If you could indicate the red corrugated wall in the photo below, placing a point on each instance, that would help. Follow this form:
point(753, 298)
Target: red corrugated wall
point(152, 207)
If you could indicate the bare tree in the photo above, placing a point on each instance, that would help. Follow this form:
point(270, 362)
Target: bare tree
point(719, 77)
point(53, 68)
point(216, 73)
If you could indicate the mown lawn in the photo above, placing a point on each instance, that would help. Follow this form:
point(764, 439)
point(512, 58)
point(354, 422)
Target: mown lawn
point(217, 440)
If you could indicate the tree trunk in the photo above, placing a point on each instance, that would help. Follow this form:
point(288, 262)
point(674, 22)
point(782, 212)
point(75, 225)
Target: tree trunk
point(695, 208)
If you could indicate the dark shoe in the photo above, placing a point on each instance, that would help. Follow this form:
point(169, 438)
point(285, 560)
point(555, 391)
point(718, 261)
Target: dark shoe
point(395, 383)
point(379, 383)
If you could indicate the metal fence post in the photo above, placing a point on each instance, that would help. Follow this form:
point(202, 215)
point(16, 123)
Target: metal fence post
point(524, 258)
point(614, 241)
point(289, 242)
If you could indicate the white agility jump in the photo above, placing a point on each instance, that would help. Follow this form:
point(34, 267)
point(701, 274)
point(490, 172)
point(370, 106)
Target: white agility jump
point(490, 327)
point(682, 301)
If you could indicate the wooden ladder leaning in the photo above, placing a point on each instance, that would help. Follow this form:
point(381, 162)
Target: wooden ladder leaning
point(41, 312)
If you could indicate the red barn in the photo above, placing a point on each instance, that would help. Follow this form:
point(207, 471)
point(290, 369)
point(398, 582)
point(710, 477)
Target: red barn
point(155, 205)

## What the exercise asks
Reproduce all of the data above line for line, with no changes.

## Output for this exercise
If you could indicate the red corrugated wall in the photo below, placing a point on each instance, that would help. Follow this form:
point(753, 298)
Target: red corrugated wall
point(152, 207)
If you could indicate the bare tree in the photo above, placing a point on each instance, that would help. Follow this form:
point(270, 362)
Target: bare tree
point(719, 77)
point(53, 68)
point(216, 73)
If you could indicate the mown lawn in the photo above, placing a point on each instance, that would help. Follow this form:
point(764, 439)
point(512, 58)
point(354, 422)
Target: mown lawn
point(217, 440)
If you could indicate the tree trunk in the photo above, placing a point on each instance, that would help. Follow this form:
point(288, 262)
point(674, 22)
point(782, 212)
point(75, 225)
Target: tree trunk
point(695, 208)
If you could indicate the dark shoe in the photo above, placing a point on each instance, that would help. Follow this form:
point(169, 438)
point(285, 560)
point(555, 391)
point(718, 261)
Target: dark shoe
point(395, 383)
point(379, 383)
If you could indicate the metal fence post in the photo above, placing a point on each instance, that would help. Follow this form:
point(202, 215)
point(16, 123)
Target: metal fence post
point(524, 258)
point(614, 241)
point(289, 242)
If you could indicate the white agility jump in the photo above, placing a point on each instance, that would help. Follow this form:
point(34, 267)
point(701, 274)
point(490, 172)
point(370, 106)
Target: white agility jump
point(490, 327)
point(682, 301)
If you could indicate the wooden ladder leaning in the photo above, placing a point on each instance, that would help. Follow this form:
point(381, 162)
Target: wooden ladder leaning
point(41, 312)
If you could indicate the red barn in the photo above, placing a point on each instance, that would help. Follow this form:
point(207, 471)
point(290, 369)
point(398, 582)
point(710, 477)
Target: red barn
point(155, 205)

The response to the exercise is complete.